### Instrução
Copie todos os itens abaixo, linha por linha, sem alterar nada.

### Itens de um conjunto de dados
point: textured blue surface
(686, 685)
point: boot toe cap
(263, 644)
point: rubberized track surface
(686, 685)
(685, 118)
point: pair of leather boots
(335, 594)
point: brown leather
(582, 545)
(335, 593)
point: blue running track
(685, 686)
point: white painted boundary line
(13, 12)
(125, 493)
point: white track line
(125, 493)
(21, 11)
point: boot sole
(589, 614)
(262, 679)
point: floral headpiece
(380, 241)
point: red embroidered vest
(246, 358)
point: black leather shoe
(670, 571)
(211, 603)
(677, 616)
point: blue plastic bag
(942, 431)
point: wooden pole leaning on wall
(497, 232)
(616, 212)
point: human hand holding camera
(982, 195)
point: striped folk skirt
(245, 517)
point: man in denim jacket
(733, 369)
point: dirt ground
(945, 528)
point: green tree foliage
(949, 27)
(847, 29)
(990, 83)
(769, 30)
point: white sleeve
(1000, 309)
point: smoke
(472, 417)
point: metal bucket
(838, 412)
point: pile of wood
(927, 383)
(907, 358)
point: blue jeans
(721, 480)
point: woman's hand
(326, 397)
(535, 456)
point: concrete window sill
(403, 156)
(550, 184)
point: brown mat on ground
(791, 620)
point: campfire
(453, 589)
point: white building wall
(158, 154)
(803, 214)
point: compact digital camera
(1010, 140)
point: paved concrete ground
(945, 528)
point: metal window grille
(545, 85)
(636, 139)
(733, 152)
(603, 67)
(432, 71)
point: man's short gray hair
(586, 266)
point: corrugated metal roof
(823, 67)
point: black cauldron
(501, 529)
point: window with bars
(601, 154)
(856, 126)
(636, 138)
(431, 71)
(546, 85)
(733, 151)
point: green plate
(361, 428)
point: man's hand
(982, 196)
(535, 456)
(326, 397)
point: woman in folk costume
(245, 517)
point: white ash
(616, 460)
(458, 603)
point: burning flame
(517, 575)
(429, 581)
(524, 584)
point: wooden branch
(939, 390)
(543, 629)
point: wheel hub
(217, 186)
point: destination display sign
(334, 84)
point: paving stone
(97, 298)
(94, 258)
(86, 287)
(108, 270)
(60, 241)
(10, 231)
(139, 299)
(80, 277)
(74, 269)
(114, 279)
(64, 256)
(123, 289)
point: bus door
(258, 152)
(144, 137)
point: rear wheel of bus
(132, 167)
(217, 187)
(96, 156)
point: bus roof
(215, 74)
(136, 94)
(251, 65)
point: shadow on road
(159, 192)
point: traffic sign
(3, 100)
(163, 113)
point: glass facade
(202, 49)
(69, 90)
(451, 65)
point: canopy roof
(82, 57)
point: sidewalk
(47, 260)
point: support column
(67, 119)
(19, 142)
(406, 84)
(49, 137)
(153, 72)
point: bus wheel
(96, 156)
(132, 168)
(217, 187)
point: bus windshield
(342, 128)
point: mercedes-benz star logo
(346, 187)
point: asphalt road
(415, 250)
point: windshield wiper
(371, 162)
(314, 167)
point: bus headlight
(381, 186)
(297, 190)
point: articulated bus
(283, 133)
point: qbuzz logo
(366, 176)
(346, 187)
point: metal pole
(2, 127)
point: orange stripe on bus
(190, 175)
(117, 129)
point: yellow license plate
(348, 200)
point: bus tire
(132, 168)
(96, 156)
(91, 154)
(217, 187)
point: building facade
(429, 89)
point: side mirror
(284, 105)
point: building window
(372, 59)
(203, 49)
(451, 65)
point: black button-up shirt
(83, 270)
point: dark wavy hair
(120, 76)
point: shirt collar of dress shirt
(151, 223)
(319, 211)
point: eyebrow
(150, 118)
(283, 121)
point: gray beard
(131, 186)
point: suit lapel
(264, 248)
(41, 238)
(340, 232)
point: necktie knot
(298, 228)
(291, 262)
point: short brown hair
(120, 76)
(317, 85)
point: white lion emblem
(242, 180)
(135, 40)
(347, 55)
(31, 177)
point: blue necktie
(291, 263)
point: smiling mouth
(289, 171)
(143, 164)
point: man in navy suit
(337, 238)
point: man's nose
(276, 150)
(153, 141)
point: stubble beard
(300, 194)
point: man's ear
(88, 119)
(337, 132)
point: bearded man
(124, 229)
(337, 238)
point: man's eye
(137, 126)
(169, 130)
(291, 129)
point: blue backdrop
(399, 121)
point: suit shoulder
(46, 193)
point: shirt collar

### Resposta correta
point: textured blue surface
(686, 685)
point: boot toe cap
(263, 644)
point: rubberized track surface
(686, 685)
(685, 118)
point: pair of leather boots
(335, 594)
point: brown leather
(582, 545)
(335, 593)
point: blue running track
(685, 686)
point: white painted boundary line
(13, 12)
(125, 493)
point: white track line
(125, 493)
(21, 11)
point: boot sole
(589, 614)
(262, 679)
point: floral headpiece
(380, 241)
point: red embroidered vest
(246, 358)
point: black leather shoe
(670, 571)
(211, 603)
(677, 616)
point: blue plastic bag
(942, 431)
point: wooden pole leaning on wall
(497, 232)
(616, 212)
point: human hand holding camera
(982, 195)
point: striped folk skirt
(245, 517)
point: man in denim jacket
(733, 369)
point: dirt ground
(945, 528)
point: green tree foliage
(949, 27)
(847, 29)
(990, 83)
(769, 30)
point: white sleeve
(1000, 309)
point: smoke
(472, 417)
point: metal bucket
(838, 412)
point: pile of wood
(927, 383)
(907, 358)
point: blue jeans
(721, 480)
point: woman's hand
(326, 397)
(535, 456)
point: concrete window sill
(403, 156)
(550, 184)
point: brown mat on ground
(791, 620)
point: campfire
(453, 589)
point: white building wall
(158, 154)
(803, 214)
point: compact digital camera
(1010, 140)
point: paved concrete ground
(945, 528)
point: metal window grille
(545, 85)
(636, 139)
(733, 152)
(603, 67)
(432, 71)
point: man's short gray hair
(586, 266)
point: corrugated metal roof
(823, 67)
point: black cauldron
(501, 529)
point: window with bars
(601, 154)
(856, 126)
(636, 138)
(431, 71)
(546, 85)
(733, 151)
point: green plate
(361, 428)
point: man's hand
(982, 196)
(535, 456)
(326, 397)
point: woman in folk costume
(245, 517)
point: white ash
(616, 460)
(458, 603)
point: burning flame
(517, 575)
(429, 581)
(524, 584)
point: wooden branch
(939, 390)
(543, 629)
point: wheel hub
(217, 186)
point: destination display sign
(334, 84)
point: paving stone
(97, 298)
(94, 258)
(86, 287)
(108, 270)
(60, 241)
(10, 231)
(139, 299)
(80, 277)
(74, 269)
(114, 279)
(64, 256)
(123, 289)
point: bus door
(258, 152)
(144, 137)
point: rear wheel of bus
(132, 167)
(217, 187)
(96, 156)
point: bus roof
(215, 74)
(136, 94)
(251, 65)
point: shadow on road
(159, 192)
point: traffic sign
(3, 100)
(163, 113)
point: glass facade
(202, 49)
(69, 90)
(451, 65)
point: canopy roof
(82, 57)
point: sidewalk
(47, 260)
point: support column
(67, 119)
(19, 142)
(406, 84)
(49, 137)
(153, 72)
point: bus wheel
(96, 156)
(132, 168)
(217, 187)
point: bus windshield
(342, 128)
point: mercedes-benz star logo
(346, 187)
point: asphalt road
(415, 250)
point: windshield wiper
(371, 162)
(314, 167)
point: bus headlight
(381, 186)
(297, 190)
point: articulated bus
(283, 133)
point: qbuzz logo
(366, 176)
(346, 187)
point: metal pole
(2, 127)
point: orange stripe on bus
(190, 175)
(117, 129)
point: yellow license plate
(348, 200)
point: bus tire
(132, 168)
(96, 156)
(91, 154)
(217, 187)
point: building facade
(429, 89)
point: side mirror
(284, 105)
point: building window
(372, 59)
(203, 49)
(451, 65)
point: black button-up shirt
(83, 270)
point: dark wavy hair
(120, 76)
point: shirt collar of dress shirt
(151, 223)
(319, 211)
point: eyebrow
(150, 118)
(283, 121)
point: gray beard
(131, 186)
point: suit lapel
(264, 248)
(41, 238)
(340, 232)
point: necktie knot
(298, 228)
(291, 262)
point: short brown hair
(120, 76)
(317, 85)
point: white lion emblem
(242, 180)
(135, 40)
(347, 55)
(31, 177)
point: blue necktie
(291, 263)
point: smiling mouth
(289, 171)
(143, 164)
point: man in navy suit
(337, 238)
point: man's nose
(276, 150)
(153, 141)
point: stubble beard
(300, 194)
point: man's ear
(88, 119)
(337, 132)
point: bearded man
(124, 229)
(337, 238)
point: man's eye
(137, 126)
(169, 130)
(291, 129)
point: blue backdrop
(399, 121)
point: suit shoulder
(46, 193)
point: shirt collar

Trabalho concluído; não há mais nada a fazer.